[Exercise instructions]: Copy every one of the records below word for word, without the pictures.

## Start Records shown

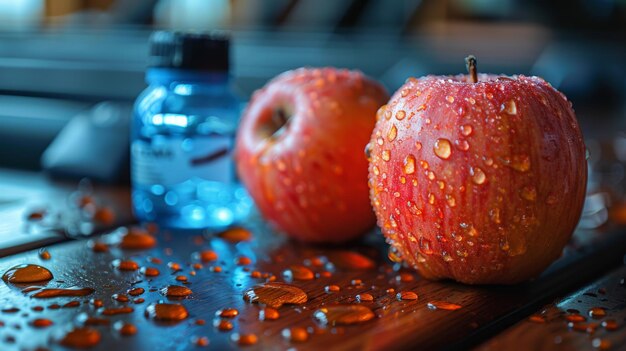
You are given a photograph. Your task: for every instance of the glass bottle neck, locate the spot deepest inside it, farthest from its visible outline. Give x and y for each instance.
(167, 76)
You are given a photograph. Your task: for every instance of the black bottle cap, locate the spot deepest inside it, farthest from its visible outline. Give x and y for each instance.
(203, 51)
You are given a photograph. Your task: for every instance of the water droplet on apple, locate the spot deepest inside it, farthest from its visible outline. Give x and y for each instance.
(385, 155)
(450, 200)
(494, 214)
(409, 164)
(381, 111)
(394, 255)
(368, 152)
(466, 129)
(478, 176)
(442, 148)
(393, 132)
(462, 145)
(509, 107)
(425, 246)
(529, 193)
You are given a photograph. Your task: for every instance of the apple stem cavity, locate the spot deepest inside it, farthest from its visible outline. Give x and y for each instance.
(470, 64)
(280, 120)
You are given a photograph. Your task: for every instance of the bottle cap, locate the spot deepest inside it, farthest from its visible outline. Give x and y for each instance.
(203, 51)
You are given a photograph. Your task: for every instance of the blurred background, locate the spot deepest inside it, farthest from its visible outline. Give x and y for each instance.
(59, 58)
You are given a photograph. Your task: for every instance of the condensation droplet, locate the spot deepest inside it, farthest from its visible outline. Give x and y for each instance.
(409, 164)
(442, 148)
(462, 145)
(466, 129)
(385, 155)
(450, 200)
(494, 214)
(393, 132)
(425, 246)
(478, 176)
(509, 107)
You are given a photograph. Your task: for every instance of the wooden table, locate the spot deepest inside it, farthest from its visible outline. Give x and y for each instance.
(484, 313)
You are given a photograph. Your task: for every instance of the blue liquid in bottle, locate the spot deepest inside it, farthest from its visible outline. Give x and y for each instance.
(183, 131)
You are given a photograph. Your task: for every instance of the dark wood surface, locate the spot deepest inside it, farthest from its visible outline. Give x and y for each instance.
(398, 324)
(550, 329)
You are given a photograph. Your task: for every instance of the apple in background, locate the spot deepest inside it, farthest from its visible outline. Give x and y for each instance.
(299, 152)
(477, 178)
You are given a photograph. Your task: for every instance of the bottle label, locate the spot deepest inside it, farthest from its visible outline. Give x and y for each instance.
(170, 161)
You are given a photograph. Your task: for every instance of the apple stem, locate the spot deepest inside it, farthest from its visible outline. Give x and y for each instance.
(279, 118)
(470, 63)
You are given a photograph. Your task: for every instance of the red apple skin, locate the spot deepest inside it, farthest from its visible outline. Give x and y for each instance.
(311, 180)
(502, 205)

## End Records shown

[Task response]:
You are given a photograph. Your task: for every instance of the glass bottle neck, locate the spot deepest inside it, farthest from its visible outline. Give x and y for each instance.
(167, 76)
You are given a photograph. Your task: for every instance of the black bottle cap, locate the spot deepest inside it, farthest from its visible outline. Give x and y for each instance.
(203, 51)
You are given a photograph. Your task: for every instance of the water droplet on apple, locate the spot deepest inside it, farthest from its visible outline. Give x and y for each instance.
(385, 155)
(450, 200)
(494, 214)
(409, 164)
(381, 111)
(394, 255)
(368, 152)
(466, 129)
(478, 176)
(442, 148)
(393, 132)
(462, 145)
(509, 107)
(425, 246)
(529, 193)
You are given a photograph. Your task: for every instance of the apple stem cavity, locate the spot deepest inside it, farthest from its visible outline. Give x and y for each instance.
(470, 64)
(280, 120)
You are given a photograph. Your task: for every instance of the bottle cap, locate the spot deepest inside it, farthest from its visible outline. Give x and y for each instance.
(203, 51)
You are given a photograph. Your task: for every instance of the blurred background, locate the spot deepest inside it, farthest from its visible outline. Give x and y for each instance.
(59, 58)
You are given a photograph. Your task: for every instance of the condensation droplet, locate the spot deepest inside it, farthest from its visible outline. Give x and y for each instance.
(409, 164)
(442, 148)
(462, 145)
(466, 129)
(385, 155)
(450, 200)
(494, 214)
(393, 132)
(425, 246)
(478, 176)
(509, 107)
You are given a photograph. Your task: for every instance of the wooden table, locate the spot deepest inside it, farthest from its visible outline. Give x and y for each instance.
(484, 313)
You are given a photograph. Your task: for every instance of the blue liquid in bottle, locate the spot deepest inside it, farthest from its visible outline. Give x and y for each instance.
(183, 131)
You are given a photograph. Your task: for every instance of the dark wood surface, locate the spot deepest inside it, farthest from its visible outline. Give x and y for each instance.
(398, 324)
(550, 329)
You are given a photograph. Your task: for every instance of the apple in background, locate the spot deepest inside it, farthest from its visible outline. Give x and y for each instance.
(299, 152)
(477, 178)
You are given a photograph. Your task: for every instance of the bottle label, locate the spot deepest inside it, farthest from its visible outline. Give x and y for each instance.
(170, 161)
You are given a photograph. Your task: for every instance of the apple stem, locate the spot deepest inside it, farthest from its visible outline. Give x and y for each instance.
(279, 118)
(470, 63)
You are given a photograph. Your task: for every instance of the red apple skin, locate the spot deepest inside it, farthest from its visible outline. Give x and y for each instance.
(311, 180)
(502, 205)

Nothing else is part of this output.